-- BEGIN RECORDED DATA --

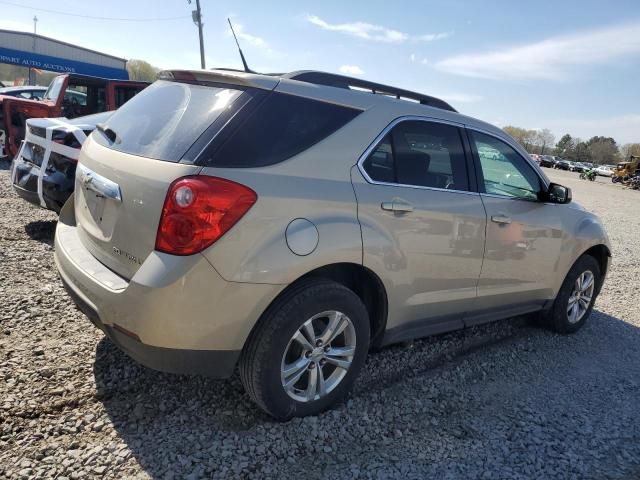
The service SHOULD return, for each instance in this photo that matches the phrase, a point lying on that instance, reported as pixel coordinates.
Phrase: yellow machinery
(625, 170)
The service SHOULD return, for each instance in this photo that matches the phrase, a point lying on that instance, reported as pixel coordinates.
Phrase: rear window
(165, 119)
(280, 127)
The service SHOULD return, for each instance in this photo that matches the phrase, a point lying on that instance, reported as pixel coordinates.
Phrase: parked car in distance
(604, 170)
(68, 96)
(289, 223)
(29, 92)
(547, 161)
(579, 167)
(44, 170)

-- END RECORDED DATA --

● TASK PROMPT
Render every line of the listing above as a numbered list, skipping any blank lines and leaving out the pictures.

● WRITTEN ANSWER
1. The service SHOULD return, for each instance in this photo that matches the phrase, a point lying on that instance, reported as pixel coordinates.
2. Phrase: yellow machinery
3. (625, 170)
4. The service SHOULD return, for each instance in this photo that matches the phrase, a point lying on that instance, reported as pixel coordinates.
5. Phrase: rear window
6. (165, 119)
7. (280, 127)
8. The service SHOULD return, for each instance in this photo that matches the phrase, a point lying on that instance, reported as pixel coordinates.
9. Phrase: parked car in distance
10. (604, 170)
11. (68, 96)
12. (289, 223)
13. (29, 92)
14. (547, 161)
15. (579, 167)
16. (44, 170)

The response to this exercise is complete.